**PROBLEM TO WORK ON:**
In the Azure ML deployment question that follows, answer briefly:
(a) Which version of the Azure Machine Learning SDK is being used?
(b) What is the main model script called?
(c) In the init() function, what folder name is joined to the AZUREML_MODEL_DIR path?

**TEXT SHOWN:**
┌──

Cant deploy the trained model on Azure ML service

Question

Unable to deploy the trained model using Azure Machine Learning SDK v2

I have created and trained the model whose directory looks something like this -

The main model script is 'OpenTag2018' and that script is importing other scripts from the subfolder.

I have also created the sore.py that runs when the model is being deployed.

import logging
import os
import json
import mlflow
from io import StringIO
from mlflow.pyfunc.scoring_server import infer_and_parse_json_input, predictions_to_json
import sys
from time import strftime, localtime
from collections import Counter
from config import opt
from pytorch_transformers import BertTokenizer
import random
import numpy as np 
import torch 
from tqdm import tqdm

def init():
    global model
    # "model" is the path of the mlflow artifacts when the model was registered. For automl
    # models, this is generally "mlflow-model".
    model_path = os.path.join(os.getenv("AZUREML_MODEL_DIR"), "use-case1-model")
    model = mlflow.pyfunc.load_model(model_path)

└──

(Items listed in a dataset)
┌──

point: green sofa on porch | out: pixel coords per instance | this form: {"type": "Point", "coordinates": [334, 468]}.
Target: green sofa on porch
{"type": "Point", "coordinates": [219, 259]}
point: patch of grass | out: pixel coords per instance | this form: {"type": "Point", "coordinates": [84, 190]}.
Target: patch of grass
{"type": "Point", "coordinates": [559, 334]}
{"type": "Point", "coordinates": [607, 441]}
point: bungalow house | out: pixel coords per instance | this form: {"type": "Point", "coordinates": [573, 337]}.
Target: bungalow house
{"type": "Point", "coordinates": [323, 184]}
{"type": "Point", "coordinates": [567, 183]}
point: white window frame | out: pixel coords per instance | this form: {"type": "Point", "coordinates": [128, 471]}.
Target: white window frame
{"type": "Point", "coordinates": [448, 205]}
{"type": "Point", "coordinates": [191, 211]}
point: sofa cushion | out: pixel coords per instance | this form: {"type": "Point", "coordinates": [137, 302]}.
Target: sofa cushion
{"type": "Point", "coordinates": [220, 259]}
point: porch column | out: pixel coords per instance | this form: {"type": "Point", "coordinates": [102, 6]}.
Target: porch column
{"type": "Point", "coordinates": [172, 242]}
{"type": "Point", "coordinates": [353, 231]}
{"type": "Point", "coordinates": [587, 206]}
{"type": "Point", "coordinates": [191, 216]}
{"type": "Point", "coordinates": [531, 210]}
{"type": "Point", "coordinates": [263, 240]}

└──

**WRITTEN ANSWER:**
(a) SDK v2
(b) 'OpenTag2018'
(c) "use-case1-model"